■ Text
_ _ _
Vorab: Es ist kaum nachvollziehbar warum eine Gesellschaft, bei der in den letzten physischen Versammlungen kaum 30 Personen zugegen waren, auf ein virtuelles Format insistiert. Einen Marketing-Zweck kann man ausschließen – mit IT hat Frauenthal nur als Anwender durchaus positive Erfahrung. Ferner mag man sich auch fragen, warum die Einberufung zwei Monate vor der Versammlung erfolgte, wo sonst durchaus kürzere Fristsetzungen üblich sind. Warum der ursprüngliche Hauptversammlungstermin nicht genutzt wurde, ist ähnlich rätselhaft. Es konnte übrigens kein Streubesitzaktionär namhaft gemacht werden, der sich vorab für eine virtuelle Hauptversammlung ausgesprochen hätte. Objektiv betrachtet riecht die Szenerie nach Aktionärsvermeidung.
_ _ _
■ Gegebene Angaben
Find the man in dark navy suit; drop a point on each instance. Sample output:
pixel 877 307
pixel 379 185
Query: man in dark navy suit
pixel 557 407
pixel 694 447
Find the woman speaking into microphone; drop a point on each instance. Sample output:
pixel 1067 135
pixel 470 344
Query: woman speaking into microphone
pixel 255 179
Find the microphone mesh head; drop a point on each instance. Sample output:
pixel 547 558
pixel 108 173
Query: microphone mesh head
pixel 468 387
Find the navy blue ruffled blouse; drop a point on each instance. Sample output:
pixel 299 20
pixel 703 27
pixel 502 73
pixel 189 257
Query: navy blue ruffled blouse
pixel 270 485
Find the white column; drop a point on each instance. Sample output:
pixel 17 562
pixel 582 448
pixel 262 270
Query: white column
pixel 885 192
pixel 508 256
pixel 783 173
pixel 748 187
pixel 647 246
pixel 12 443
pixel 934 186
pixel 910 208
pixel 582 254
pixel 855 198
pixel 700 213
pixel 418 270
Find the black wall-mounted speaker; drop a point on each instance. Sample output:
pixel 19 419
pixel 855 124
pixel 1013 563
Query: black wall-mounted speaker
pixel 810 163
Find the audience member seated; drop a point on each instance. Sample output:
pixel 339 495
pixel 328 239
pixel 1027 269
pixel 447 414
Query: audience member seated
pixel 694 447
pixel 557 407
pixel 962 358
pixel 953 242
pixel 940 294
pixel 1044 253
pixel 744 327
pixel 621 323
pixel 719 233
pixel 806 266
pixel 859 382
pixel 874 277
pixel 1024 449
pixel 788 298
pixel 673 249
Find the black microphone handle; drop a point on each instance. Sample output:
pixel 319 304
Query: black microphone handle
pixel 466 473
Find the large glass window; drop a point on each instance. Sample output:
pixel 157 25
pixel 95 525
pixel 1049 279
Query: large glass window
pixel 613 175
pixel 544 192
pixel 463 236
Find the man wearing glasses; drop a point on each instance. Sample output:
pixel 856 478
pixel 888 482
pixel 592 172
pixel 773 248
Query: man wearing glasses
_ _ _
■ Aufgabenstellung
Schreiben Sie aus dem Text zur virtuellen Hauptversammlung den Abschnitt zwischen „Vorab: Es ist“ und „Szenerie nach Aktionärsvermeidung.“ ab, beide Stellen eingeschlossen.

■ Musterlösung
Vorab: Es ist kaum nachvollziehbar warum eine Gesellschaft, bei der in den letzten physischen Versammlungen kaum 30 Personen zugegen waren, auf ein virtuelles Format insistiert. Einen Marketing-Zweck kann man ausschließen – mit IT hat Frauenthal nur als Anwender durchaus positive Erfahrung. Ferner mag man sich auch fragen, warum die Einberufung zwei Monate vor der Versammlung erfolgte, wo sonst durchaus kürzere Fristsetzungen üblich sind. Warum der ursprüngliche Hauptversammlungstermin nicht genutzt wurde, ist ähnlich rätselhaft. Es konnte übrigens kein Streubesitzaktionär namhaft gemacht werden, der sich vorab für eine virtuelle Hauptversammlung ausgesprochen hätte. Objektiv betrachtet riecht die Szenerie nach Aktionärsvermeidung.